• PROVIDED TEXT
↓↓↓
Palestinians: Hezbollah influence in West Bank on the wane

By Avi Issacharoff and Yoav Stern

Hezbollah's influence on Fatah's Al-Aqsa Martyrs' Brigades has been checked in recent months, Palestinian security sources said yesterday. On the other hand, the extremist Lebanese Shi'ite organization has restored its military capabilities, particularly its long-range missile arsenal, nearly a year following the Second Lebanon War, senior Israeli security sources confirmed yesterday.

According to Palestinian security sources, Hezbollah has not ceased its efforts to penetrate Al-Aqsa Martyrs' Brigades cells, but its ability to do so has been seriously curtailed.

The sources pointed to a number of reasons Hezbollah is finding it difficult to penetrate the organization and gain control of its members in order to carry out terrorist activities on its behalf against Israel.

Israel's security forces have primarily succeeded in killing or arresting many of the cells that had been under Hezbollah control, mostly in the area of Nablus and northern West Bank.

Also, the flow of cash from Hezbollah to West Bank militants who carry out attacks, has been contained. The Palestinian Authority has also made an effort to convince many of the militants not to accept funding from foreign sources.

Palestinian security sources also insist that contact between Hezbollah and the West Bank has been weakened. They say this is due to a breakdown in cooperation with Palestinians in Lebanon who collaborate with the Shi'ite group and international jihadist elements based there.
↑↑↑
(Referring-expression pointing data)
↓↓↓
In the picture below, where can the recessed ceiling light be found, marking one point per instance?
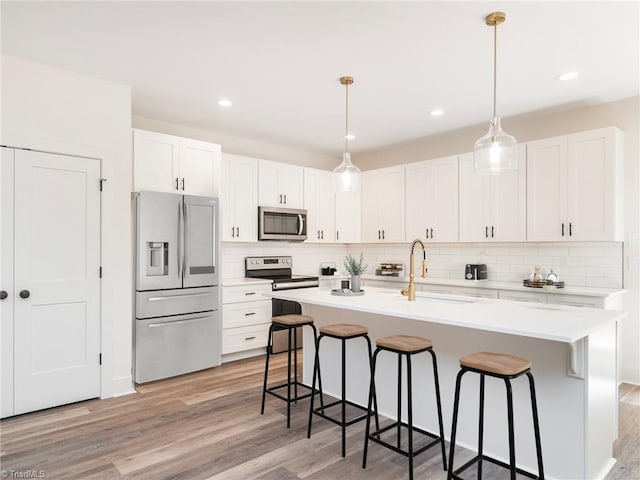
(568, 76)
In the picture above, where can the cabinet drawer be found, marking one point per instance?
(244, 338)
(246, 313)
(245, 293)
↑↑↑
• TASK REQUIREMENTS
A) According to the article on Hezbollah's influence in the West Bank, in which area were most of the Hezbollah-controlled cells that Israel's security forces killed or arrested located?
B) Continue the article on Hezbollah's influence in the West Bank from its last sentence onward.

• ANSWERS PER TASK
A) Most were in the area of Nablus and the northern West Bank.

B)
There has also been a successful takeover, Palestinian sources say, of the Brigades by centrist elements, who managed to marginalize cells that nominally identified themselves with Fatah but in practice worked for Hezbollah.

However, Israeli security sources are skeptical about the drop in Hezbollah's overall activity in the West Bank, which they said continues unabated through other Palestinian militant groups.

"It is not possible to note a change in Hezbollah activity in the territories since the war. There is neither an increase nor a drop. The Lebanese group continues to view the territories as its main area of operation against Israel, so long as the calm in Lebanon is maintained," Israeli security sources said.

Hezbollah head Hassan Nasrallah yesterday emphasized the group's preoccupation with Israel in an interview on the Al-Jazeera satellite network; in the program, he boasted that Hezbollah was capable of targetting any point in Israel.

"Just like July 2006, so in July 2007, we have the capability of striking any target, on any point in occupied Palestine," Nasrallah said during yesterday's interview.

While confirming that Hezbollah had restored its abilities to fire long-range missiles against Israel, a senior Israeli security source challenged Nasrallah's assertions yesterday, saying that they could reach points in central Israel, north of the Tel Aviv region.

The same source also said that Nasrallah's visit to Damascus late last week, where he met with Syria's President Bashar Assad and Iranian President Mahmoud Ahmadinejad, was not his first since the end of the war last year.

Syrian officials are directly involved in the transfer of missiles from Iran to Hezbollah, the senior Israeli security source said.

"This is not smuggling, but the open transfer of weapons, a veritable industry," the source said.

United Nations Security Council Resolution 1701, which put in place a cease-fire agreement between Israel and Hezbollah, also forbids the unauthorized transfer of arms to Hezbollah.